THE TASK: Rewrite the records below, changing each "innermost point" to "most central point" and leaving every other word as it is.

RECORDS FOR THIS TASK:
>>

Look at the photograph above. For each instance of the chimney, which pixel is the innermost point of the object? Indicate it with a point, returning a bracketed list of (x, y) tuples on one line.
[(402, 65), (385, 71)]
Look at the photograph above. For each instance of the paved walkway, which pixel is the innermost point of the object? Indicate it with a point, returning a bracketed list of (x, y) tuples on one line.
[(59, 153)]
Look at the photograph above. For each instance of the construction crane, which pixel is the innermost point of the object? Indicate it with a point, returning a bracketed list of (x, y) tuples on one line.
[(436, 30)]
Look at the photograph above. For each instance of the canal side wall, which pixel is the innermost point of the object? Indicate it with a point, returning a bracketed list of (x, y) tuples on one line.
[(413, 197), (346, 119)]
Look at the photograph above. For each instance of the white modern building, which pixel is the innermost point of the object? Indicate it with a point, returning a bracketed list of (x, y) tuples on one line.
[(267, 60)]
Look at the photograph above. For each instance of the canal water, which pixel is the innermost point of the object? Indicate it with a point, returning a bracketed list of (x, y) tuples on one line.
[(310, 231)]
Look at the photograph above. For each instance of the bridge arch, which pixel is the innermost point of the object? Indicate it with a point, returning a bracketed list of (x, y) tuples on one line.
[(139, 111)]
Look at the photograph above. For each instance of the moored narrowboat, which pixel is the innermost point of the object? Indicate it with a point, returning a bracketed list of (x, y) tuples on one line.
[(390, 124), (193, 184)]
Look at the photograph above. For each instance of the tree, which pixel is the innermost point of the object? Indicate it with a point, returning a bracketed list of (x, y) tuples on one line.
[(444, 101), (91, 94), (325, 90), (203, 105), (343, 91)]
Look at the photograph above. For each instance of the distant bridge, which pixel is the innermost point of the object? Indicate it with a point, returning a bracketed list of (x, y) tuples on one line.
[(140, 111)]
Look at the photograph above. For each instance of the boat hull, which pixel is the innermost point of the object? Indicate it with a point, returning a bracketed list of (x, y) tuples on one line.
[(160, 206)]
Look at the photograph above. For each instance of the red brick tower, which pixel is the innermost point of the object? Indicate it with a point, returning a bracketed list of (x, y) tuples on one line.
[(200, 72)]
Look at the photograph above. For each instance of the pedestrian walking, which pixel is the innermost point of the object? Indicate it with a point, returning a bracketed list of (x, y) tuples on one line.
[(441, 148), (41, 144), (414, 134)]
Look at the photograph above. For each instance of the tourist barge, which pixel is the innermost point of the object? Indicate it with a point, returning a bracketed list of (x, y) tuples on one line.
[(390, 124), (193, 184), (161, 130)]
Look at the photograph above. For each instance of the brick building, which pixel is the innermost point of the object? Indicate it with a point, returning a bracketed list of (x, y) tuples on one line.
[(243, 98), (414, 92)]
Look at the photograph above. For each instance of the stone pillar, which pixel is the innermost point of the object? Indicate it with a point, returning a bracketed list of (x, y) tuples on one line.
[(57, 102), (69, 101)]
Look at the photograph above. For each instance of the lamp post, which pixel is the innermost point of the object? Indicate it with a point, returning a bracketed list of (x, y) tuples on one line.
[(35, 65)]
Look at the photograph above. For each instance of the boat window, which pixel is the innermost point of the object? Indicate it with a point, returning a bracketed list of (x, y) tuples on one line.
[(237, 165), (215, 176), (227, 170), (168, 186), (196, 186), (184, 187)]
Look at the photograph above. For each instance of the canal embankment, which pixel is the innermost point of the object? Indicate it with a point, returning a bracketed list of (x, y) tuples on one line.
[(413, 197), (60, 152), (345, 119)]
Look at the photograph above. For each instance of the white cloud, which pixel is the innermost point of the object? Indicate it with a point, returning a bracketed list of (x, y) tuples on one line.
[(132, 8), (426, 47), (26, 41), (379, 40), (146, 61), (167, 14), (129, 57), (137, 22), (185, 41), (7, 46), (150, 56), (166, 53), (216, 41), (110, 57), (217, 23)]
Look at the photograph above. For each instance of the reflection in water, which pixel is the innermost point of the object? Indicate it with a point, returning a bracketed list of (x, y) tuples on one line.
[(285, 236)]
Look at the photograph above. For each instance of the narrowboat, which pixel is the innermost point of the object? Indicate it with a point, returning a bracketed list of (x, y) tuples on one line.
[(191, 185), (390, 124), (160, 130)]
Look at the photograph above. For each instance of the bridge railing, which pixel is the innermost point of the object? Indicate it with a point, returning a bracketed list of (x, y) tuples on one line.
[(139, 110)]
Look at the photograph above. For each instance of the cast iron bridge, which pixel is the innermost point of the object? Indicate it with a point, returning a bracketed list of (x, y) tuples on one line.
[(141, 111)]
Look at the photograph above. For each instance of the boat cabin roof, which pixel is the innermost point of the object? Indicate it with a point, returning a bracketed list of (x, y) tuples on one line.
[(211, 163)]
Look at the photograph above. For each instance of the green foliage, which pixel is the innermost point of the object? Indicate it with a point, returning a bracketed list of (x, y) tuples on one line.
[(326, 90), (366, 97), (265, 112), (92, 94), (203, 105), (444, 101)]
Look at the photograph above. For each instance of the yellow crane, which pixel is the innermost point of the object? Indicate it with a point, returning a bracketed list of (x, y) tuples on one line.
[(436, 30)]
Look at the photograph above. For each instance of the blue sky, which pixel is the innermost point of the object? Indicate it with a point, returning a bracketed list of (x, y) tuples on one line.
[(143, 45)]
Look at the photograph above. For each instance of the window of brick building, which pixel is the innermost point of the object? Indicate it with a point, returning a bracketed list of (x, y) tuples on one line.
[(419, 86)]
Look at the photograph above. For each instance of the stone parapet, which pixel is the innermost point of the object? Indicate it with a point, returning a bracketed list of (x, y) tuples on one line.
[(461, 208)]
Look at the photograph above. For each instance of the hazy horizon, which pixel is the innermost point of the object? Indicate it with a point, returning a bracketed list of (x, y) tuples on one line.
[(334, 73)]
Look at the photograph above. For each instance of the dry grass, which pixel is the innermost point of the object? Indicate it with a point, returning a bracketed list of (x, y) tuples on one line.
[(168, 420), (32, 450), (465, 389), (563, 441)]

<<

WRITTEN RESPONSE:
Look at the photograph above. For each instance of the chimney, which pixel is the most central point of the object? Indicate it with a point, returning a bracketed list of (x, y) tuples on one line.
[(402, 65), (385, 71)]
Look at the photograph above. For each instance of the paved walkway, which pixel is the most central point of the object? Indicate it with a point, returning a bracketed list of (x, y) tuples on one line.
[(59, 153)]
Look at the photograph above. For each instance of the construction crane, which pixel is the most central point of the object? Indicate it with a point, returning a bracketed list of (x, y) tuples on one line.
[(436, 30)]
Look at the photograph above. For each instance of the canal side wall, which pixel is the most central point of the object? Indicate it with a point, returning a bracketed list of (x, y) tuples on one line.
[(413, 197), (346, 119)]
Look at the photograph above. For each instance of the white modern building, which pixel is the most central point of the object? Indicate it with a point, returning a bracketed list of (x, y) tuples on one line.
[(267, 60)]
Look at the photograph above. For each instance of the canal water, which pixel is the most central point of the object? Indicate it with a point, returning a bracketed list of (x, y) tuples on one line.
[(310, 231)]
Look at the photograph above. For each instance of the bridge arch, which pixel is the most central point of the object? Indicate it with a point, returning a bracketed list of (x, y) tuples on one line.
[(139, 111)]
Look at the photograph above. For each instance of the moored narrowboat, which pixel is the most central point of the object? Indicate it with a point, returning a bracketed list of (x, y) tuples on one line.
[(390, 124), (193, 184)]
Look at the photograph above. For each instance of the tree, which pixel is the most central point of the object? Indicate it with a point, returning a bracketed list of (x, y) tuples on one line.
[(444, 101), (91, 94), (325, 90), (203, 105), (343, 91)]
Look at the photograph above. For each instance of the distant bridge, which pixel is the most central point of the object? Indicate it with a point, returning a bracketed list of (x, y) tuples on one line.
[(140, 111)]
Look at the photograph above. For each instance of the boat hull, which pixel is the most central point of the object? Indicate it with a point, returning a bracketed list of (x, y) tuples on one line.
[(160, 206)]
Look at the photograph above. For each instance of the red brick tower, which pixel is the most central point of the object? Indicate it with a point, returning a bracketed list of (x, y) tuples on one line.
[(200, 72)]
Look at the photograph above. For each instance of the pedestrian walking, which pixel is the most central point of the object? Indicate it with a point, returning a bracketed list of (x, y) tuples on one line.
[(441, 148), (41, 144), (414, 134)]
Look at the photograph above. For each instance of the tourist barge, which pixel is the most central point of the object? Indicate it with a point, returning a bracketed list of (x, y) tuples on one line.
[(390, 124), (193, 184), (161, 130)]
Look at the photograph above. For each instance of the brick building, which pixel is the most central point of the object? Indicate it with a point, returning a bracketed list of (x, y) tuples on one line.
[(243, 98), (414, 92)]
Look at the photograph above. For each instance of the stone pillar, which pixel is the most central point of the object? Indicate it with a point, returning a bracketed list of (x, y) tuples on one line.
[(57, 102), (69, 101)]
Look at the photograph above. For each instance of the lamp post, which pixel is the most central point of the object? Indicate it with a point, returning a bracketed list of (x, y) tuples on one line.
[(35, 65)]
Look at the photograph above. For each instance of the boat window, which pixel is the most central point of the object? Indicate it with a point, returning a bracketed list of (x, y) tuples on one line.
[(237, 165), (215, 176), (227, 170), (168, 186), (196, 186), (184, 187)]
Look at the photograph above. For each instance of the canal embankment, which pixel is the most central point of the object? Indicate it with a point, returning a bracketed list of (x, y) tuples on one line.
[(413, 197), (60, 152), (345, 119)]
Look at the photograph above. For each instance of the white cloud, which pixel is the most central point of the object? Indicate it with a point, returning a bracketed list of (x, y) tuples on one line.
[(132, 8), (426, 47), (26, 41), (379, 40), (146, 61), (167, 14), (129, 57), (137, 22), (185, 41), (7, 46), (150, 56), (166, 53), (216, 41), (110, 57), (217, 23)]
Look at the photograph above. For each instance of the reflection in water, which pixel is the most central point of the object? Indicate it with a point, returning a bracketed list of (x, y) tuples on one line.
[(285, 236)]
Look at the photograph above. For each instance of the narrowboat, which pixel is the most central point of the object? Indicate it with a point, returning a bracketed list of (x, y) tuples on one line.
[(191, 185), (390, 124), (160, 130)]
Look at the photograph above. For each instance of the bridge railing, which pixel is the most central point of the object? Indicate it with a point, returning a bracketed list of (x, y) tuples on one line.
[(139, 110)]
Look at the photograph above. For each instance of the cast iron bridge, which pixel is the most central point of the object? Indicate it with a point, returning a bracketed list of (x, y) tuples on one line.
[(141, 111)]
Look at the photograph above. For each instance of the boat cabin roof, which pixel is the most central point of the object? Indicate it with a point, returning a bracketed list of (x, y) tuples on one line.
[(211, 163)]
Look at the photograph above. For each instance of the green foliage, which pixel is the most central point of the object? Indicate it with a point, returning a bracketed list of (x, y) tuples on one line.
[(326, 90), (366, 97), (265, 112), (92, 94), (203, 105), (444, 101)]
Look at the photograph above. For each instance of the yellow crane, which pixel is the most central point of the object? Indicate it with a point, returning a bracketed list of (x, y) tuples on one line.
[(436, 30)]
Look at the photograph above. For each instance of the blue sky, which pixel is the most central point of the object? Indicate it with a point, returning a bracketed list of (x, y) tuples on one line.
[(143, 45)]
Look at the photograph above. For each instance of the window of brick building, which pixel is the most central point of the object? Indicate it with a point, returning a bracketed list of (x, y) tuples on one line.
[(419, 86)]
Look at the photograph above. For each instance of the stone parapet, which pixel is the most central point of the object? Indicate it with a point, returning a bracketed list of (x, y) tuples on one line.
[(461, 208)]
Look at the photograph above. For each instance of the hazy horizon, which pixel is the most central point of the object? Indicate it with a point, returning a bracketed list of (x, y) tuples on one line.
[(334, 73)]
Look at the photograph above. For each instance of the dry grass, which pixel is the most central point of the object? Indicate it with a point, returning a bracketed list of (x, y) tuples on one line.
[(168, 420), (32, 450), (465, 389), (563, 441)]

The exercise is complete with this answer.